WRITTEN TASK:
Pick out every line in the listing below that contains the word "black" and copy each one. Match case exactly.

SUPPLIED ENTRIES:

[BEGIN]

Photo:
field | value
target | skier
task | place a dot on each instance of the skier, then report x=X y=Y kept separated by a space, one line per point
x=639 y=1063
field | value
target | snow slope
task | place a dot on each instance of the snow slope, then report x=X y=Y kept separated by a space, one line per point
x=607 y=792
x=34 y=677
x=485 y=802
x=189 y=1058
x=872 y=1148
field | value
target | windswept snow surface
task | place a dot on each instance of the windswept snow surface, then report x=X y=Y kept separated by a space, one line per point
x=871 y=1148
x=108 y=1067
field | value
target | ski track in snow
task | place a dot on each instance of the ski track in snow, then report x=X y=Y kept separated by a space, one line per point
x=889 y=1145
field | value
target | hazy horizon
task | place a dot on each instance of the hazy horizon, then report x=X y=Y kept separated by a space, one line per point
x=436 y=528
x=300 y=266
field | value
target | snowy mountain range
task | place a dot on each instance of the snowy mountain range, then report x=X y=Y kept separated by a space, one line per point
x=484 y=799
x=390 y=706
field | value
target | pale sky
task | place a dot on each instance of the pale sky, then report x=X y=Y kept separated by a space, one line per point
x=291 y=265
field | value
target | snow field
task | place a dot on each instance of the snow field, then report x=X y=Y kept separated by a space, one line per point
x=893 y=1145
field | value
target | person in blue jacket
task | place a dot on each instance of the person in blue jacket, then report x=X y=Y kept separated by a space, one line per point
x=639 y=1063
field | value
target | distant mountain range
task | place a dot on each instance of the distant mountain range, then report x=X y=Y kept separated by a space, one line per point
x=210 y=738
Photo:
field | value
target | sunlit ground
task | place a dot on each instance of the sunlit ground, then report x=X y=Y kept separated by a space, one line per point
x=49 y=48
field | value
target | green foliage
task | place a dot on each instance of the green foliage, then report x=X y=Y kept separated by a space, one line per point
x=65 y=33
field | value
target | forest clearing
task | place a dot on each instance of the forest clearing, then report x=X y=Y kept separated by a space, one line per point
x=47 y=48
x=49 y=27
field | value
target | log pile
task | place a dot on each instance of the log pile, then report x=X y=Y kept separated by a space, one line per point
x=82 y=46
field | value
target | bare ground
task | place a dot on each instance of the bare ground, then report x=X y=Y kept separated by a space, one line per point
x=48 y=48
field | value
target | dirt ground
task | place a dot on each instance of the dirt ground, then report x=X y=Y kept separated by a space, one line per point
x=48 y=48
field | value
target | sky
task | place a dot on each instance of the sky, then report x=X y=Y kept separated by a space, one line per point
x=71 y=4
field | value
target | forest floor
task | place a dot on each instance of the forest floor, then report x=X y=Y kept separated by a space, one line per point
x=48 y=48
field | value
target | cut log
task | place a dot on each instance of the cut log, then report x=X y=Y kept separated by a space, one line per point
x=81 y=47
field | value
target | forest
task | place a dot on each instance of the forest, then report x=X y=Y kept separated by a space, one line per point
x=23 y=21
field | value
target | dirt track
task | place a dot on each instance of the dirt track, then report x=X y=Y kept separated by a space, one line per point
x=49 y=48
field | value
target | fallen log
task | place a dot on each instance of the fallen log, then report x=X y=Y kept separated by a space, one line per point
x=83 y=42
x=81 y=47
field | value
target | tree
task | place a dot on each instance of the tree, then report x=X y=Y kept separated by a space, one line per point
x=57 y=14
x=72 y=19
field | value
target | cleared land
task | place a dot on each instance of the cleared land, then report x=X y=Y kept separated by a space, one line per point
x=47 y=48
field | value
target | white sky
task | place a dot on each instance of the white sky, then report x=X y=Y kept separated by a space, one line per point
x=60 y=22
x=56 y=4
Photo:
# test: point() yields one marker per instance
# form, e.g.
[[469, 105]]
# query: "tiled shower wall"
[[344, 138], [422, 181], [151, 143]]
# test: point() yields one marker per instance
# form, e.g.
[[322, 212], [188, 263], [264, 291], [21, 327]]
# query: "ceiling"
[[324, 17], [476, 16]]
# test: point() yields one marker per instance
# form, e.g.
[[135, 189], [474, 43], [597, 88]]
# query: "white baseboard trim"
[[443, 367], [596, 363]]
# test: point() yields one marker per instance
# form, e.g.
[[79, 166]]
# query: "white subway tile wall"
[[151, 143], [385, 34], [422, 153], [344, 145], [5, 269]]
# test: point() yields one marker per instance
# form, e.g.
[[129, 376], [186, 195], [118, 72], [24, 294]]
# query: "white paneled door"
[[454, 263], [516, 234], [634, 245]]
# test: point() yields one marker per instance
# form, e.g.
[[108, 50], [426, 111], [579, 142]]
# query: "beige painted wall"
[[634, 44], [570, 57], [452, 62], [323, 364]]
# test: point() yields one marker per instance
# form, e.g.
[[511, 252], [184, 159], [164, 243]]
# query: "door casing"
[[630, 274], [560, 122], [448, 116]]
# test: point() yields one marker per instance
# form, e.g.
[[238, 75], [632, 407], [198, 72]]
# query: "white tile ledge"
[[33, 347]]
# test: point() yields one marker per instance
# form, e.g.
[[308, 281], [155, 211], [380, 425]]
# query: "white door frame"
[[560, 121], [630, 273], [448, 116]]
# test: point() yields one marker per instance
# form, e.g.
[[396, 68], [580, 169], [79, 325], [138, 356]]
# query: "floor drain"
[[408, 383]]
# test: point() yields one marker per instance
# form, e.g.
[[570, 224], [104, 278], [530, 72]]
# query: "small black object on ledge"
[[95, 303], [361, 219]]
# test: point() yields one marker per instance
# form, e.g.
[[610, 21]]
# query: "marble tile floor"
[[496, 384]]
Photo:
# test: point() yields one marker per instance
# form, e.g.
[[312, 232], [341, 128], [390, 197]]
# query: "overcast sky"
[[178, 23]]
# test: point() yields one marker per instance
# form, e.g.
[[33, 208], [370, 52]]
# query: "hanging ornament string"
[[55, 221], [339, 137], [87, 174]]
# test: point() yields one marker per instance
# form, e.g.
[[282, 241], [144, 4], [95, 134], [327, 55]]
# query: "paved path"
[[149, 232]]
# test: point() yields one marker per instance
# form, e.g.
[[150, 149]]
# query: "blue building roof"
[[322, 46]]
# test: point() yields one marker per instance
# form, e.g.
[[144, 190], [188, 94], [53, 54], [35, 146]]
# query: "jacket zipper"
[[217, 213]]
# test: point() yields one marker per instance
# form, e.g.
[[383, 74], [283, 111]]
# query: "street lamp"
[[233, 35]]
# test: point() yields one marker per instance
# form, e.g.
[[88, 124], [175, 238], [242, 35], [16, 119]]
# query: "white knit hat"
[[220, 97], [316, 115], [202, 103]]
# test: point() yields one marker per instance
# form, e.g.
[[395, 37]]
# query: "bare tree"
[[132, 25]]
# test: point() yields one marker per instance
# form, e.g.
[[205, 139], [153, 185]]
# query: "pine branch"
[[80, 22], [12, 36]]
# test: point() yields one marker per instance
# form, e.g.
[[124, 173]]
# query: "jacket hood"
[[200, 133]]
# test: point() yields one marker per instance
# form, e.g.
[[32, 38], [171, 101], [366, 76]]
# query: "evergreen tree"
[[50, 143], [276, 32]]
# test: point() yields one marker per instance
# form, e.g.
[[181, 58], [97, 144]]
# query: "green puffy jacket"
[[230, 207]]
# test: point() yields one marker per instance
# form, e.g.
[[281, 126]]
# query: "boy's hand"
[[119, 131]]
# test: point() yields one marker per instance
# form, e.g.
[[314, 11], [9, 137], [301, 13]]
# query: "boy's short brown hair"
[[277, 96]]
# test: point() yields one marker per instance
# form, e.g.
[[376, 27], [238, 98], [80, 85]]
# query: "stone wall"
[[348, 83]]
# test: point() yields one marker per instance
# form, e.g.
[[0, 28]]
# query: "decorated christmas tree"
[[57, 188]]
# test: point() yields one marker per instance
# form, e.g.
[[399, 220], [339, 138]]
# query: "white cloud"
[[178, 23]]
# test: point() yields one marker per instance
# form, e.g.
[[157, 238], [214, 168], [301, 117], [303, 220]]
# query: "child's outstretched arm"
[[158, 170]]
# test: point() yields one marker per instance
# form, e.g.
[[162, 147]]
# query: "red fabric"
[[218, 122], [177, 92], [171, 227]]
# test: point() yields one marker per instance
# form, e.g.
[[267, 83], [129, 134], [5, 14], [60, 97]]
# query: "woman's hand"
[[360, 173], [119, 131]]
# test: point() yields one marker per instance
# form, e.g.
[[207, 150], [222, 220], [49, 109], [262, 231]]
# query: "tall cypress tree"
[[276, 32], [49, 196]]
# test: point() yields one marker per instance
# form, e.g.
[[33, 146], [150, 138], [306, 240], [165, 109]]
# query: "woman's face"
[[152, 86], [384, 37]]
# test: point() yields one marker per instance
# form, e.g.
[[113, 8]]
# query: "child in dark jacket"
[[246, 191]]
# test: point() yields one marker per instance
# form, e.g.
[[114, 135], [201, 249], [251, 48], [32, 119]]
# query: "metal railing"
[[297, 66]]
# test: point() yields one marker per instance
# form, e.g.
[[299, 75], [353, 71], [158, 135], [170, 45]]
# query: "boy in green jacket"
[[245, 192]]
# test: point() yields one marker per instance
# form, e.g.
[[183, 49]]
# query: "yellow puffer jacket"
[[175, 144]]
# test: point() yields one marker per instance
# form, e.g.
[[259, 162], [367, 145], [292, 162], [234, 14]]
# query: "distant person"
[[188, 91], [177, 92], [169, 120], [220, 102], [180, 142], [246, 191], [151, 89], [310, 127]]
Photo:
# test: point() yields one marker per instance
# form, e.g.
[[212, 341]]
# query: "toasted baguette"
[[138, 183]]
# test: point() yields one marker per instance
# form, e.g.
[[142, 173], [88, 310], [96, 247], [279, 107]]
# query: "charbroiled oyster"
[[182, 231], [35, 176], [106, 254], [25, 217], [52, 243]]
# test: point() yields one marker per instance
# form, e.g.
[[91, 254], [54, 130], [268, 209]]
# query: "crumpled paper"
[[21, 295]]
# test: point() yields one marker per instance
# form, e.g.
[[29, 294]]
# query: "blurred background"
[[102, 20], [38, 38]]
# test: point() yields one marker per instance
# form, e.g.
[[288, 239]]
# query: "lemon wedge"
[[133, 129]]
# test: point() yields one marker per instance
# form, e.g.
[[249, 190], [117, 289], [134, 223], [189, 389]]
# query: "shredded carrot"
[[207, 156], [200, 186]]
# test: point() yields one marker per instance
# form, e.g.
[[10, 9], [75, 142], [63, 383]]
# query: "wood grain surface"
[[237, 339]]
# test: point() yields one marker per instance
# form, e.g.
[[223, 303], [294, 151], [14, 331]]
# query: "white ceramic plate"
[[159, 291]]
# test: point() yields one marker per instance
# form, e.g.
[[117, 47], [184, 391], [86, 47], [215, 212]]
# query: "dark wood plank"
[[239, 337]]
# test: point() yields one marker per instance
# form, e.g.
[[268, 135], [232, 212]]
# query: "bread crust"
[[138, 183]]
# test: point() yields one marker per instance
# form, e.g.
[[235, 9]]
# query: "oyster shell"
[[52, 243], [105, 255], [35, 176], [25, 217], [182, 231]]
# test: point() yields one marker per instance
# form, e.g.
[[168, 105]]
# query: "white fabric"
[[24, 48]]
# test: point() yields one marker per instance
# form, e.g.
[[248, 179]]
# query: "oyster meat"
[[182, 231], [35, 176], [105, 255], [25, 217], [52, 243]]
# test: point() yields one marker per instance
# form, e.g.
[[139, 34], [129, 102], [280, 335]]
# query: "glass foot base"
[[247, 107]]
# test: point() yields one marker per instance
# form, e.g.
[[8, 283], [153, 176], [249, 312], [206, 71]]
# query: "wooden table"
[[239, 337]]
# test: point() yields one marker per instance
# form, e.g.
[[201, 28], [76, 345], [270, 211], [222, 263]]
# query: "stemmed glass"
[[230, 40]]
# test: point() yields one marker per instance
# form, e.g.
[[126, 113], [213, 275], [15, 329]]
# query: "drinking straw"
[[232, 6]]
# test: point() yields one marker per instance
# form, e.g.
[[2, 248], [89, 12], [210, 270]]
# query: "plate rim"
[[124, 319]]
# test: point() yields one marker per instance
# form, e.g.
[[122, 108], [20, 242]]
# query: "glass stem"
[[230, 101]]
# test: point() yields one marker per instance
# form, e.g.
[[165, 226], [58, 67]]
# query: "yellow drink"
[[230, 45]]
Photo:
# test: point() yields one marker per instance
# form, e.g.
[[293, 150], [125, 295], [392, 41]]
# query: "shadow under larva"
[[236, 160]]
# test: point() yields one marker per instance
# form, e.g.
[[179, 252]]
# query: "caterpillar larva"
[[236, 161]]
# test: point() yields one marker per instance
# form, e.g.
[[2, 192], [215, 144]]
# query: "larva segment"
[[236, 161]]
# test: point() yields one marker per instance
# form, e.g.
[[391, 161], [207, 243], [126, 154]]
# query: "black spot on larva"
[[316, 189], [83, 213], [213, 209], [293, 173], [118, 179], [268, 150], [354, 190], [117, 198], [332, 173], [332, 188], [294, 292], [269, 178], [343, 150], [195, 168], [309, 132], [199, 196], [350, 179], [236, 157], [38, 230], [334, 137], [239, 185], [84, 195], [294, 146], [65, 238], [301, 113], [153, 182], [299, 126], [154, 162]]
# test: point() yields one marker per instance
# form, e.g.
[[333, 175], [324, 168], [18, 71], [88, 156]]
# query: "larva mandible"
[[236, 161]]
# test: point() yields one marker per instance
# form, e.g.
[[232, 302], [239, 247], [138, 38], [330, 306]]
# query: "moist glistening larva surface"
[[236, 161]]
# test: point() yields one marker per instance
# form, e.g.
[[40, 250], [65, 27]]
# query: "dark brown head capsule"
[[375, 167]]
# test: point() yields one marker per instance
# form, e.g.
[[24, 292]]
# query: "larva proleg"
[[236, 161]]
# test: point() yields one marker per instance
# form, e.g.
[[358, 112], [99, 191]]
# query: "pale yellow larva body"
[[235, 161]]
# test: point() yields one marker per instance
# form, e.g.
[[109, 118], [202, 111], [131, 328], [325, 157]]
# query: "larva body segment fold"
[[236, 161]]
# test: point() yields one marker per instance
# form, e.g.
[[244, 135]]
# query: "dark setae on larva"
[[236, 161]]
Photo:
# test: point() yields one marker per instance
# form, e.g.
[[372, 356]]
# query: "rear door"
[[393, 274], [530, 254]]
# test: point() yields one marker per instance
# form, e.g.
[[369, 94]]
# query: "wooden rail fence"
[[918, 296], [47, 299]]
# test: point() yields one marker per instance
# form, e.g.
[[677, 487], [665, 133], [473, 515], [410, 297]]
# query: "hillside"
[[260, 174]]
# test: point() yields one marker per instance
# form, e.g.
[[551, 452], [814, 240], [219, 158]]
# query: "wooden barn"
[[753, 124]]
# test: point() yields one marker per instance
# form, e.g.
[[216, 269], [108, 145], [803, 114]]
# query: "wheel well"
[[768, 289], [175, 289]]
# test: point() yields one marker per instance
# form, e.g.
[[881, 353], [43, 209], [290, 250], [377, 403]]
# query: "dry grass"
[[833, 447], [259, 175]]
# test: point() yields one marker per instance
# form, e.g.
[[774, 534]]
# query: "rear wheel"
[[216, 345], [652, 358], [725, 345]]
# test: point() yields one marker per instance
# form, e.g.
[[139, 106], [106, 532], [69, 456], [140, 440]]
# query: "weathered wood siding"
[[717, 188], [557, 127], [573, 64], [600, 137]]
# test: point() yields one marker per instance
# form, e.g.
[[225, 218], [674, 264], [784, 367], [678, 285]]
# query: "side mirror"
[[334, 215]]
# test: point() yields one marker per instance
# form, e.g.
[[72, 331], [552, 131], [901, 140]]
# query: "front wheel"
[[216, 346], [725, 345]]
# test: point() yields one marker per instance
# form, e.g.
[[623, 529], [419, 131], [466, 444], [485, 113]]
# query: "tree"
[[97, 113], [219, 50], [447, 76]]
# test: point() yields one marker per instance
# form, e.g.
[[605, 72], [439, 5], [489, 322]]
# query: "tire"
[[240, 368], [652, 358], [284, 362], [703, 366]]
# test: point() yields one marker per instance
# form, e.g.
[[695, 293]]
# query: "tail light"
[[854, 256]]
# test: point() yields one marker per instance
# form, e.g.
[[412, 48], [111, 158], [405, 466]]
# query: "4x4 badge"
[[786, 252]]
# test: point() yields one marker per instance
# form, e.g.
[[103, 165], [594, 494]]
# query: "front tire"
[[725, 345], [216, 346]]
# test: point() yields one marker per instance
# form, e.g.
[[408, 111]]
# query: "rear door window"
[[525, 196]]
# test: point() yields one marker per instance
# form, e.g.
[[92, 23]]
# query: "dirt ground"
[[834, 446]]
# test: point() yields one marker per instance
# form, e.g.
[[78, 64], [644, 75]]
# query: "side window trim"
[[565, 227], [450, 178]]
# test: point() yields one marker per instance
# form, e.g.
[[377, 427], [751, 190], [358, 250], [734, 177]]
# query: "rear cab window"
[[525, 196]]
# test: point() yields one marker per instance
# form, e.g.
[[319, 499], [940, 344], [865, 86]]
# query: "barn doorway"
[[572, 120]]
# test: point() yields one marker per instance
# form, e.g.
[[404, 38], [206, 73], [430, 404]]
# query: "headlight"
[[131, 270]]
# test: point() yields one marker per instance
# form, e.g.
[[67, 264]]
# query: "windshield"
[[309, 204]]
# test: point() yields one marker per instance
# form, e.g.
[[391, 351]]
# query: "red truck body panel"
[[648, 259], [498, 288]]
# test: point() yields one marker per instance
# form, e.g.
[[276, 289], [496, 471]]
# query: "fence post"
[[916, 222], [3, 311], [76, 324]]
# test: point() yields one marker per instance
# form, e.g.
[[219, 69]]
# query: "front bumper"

[END]

COMPLETED EXERCISE:
# query: "small black object on ledge"
# query: "black spot on larva"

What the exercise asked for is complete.